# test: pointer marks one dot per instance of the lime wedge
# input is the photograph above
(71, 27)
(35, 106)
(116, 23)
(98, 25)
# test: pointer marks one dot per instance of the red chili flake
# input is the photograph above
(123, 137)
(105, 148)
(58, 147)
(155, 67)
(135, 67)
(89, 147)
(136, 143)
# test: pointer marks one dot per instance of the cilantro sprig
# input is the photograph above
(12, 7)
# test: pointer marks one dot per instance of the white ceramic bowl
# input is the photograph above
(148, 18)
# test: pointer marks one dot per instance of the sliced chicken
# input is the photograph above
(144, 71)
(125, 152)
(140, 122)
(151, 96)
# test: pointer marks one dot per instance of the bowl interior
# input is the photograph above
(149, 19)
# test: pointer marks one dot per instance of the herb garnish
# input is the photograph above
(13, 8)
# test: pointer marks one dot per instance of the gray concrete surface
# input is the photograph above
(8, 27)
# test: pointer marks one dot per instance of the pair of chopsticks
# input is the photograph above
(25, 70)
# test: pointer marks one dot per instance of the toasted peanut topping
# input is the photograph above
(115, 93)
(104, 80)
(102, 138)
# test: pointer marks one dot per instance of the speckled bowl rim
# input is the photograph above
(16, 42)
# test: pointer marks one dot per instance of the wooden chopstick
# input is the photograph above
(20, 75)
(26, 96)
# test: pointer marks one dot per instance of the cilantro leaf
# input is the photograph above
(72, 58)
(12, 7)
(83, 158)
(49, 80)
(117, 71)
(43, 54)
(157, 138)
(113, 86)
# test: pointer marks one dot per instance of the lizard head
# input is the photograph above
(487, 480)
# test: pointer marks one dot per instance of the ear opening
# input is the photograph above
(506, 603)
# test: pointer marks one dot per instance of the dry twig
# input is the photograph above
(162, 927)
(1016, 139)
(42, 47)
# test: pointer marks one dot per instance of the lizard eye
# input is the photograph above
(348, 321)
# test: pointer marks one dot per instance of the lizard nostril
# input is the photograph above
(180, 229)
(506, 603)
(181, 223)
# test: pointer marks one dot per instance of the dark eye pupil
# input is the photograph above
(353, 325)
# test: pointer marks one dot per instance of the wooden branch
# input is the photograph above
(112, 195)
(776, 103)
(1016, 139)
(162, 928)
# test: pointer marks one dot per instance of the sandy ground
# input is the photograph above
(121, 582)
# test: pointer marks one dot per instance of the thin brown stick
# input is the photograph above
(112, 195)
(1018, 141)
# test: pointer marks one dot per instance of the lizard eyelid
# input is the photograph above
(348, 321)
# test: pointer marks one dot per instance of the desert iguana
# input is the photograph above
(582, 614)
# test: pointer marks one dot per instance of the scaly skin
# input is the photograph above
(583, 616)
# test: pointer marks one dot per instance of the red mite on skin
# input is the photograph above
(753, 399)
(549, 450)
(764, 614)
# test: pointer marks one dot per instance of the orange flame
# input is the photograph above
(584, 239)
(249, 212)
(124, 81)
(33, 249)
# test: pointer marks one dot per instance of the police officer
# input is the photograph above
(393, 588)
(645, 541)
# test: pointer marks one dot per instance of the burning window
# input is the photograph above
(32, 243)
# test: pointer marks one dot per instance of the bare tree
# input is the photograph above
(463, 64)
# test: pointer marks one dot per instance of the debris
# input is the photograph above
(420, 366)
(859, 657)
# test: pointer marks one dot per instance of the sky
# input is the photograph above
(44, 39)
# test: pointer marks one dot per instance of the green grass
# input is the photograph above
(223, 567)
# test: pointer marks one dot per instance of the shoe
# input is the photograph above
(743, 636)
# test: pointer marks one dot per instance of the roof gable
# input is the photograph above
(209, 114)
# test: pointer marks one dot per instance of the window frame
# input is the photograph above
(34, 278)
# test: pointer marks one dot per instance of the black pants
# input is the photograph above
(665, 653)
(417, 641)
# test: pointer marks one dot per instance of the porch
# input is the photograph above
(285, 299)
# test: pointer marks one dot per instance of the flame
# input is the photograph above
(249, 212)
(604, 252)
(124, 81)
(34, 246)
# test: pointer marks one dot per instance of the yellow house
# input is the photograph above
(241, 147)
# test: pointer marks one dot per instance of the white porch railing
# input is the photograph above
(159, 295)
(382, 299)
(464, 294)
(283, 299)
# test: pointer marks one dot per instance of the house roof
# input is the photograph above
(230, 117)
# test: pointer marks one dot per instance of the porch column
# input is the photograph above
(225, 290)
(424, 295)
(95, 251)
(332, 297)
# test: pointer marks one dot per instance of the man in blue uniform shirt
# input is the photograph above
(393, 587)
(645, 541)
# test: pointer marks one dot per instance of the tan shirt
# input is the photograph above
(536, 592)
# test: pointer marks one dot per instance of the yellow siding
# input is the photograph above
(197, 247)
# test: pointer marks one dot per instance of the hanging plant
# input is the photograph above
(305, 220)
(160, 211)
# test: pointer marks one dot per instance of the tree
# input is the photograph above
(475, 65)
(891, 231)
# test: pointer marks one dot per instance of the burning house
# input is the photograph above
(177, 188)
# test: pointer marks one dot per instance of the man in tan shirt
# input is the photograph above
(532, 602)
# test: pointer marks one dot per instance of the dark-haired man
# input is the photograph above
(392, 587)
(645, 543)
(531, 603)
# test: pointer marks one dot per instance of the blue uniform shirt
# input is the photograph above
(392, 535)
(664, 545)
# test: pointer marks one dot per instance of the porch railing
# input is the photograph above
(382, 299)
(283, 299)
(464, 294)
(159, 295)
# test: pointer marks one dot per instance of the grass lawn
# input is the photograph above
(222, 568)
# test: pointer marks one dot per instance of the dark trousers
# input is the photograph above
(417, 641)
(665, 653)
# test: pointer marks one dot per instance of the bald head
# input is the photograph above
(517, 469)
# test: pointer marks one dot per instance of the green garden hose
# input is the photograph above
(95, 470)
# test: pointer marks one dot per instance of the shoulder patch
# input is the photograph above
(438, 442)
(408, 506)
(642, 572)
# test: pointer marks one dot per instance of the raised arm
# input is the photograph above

--- --- ---

## Exercise
From the records above, pull every line that has the string "porch" and copy it.

## Solution to this problem
# test: pointer marks one dot per instance of the porch
# test: pointer marks one dot per instance of the white porch railing
# test: pointer marks one dot per instance of the porch column
# test: pointer marks one dot per instance of the porch railing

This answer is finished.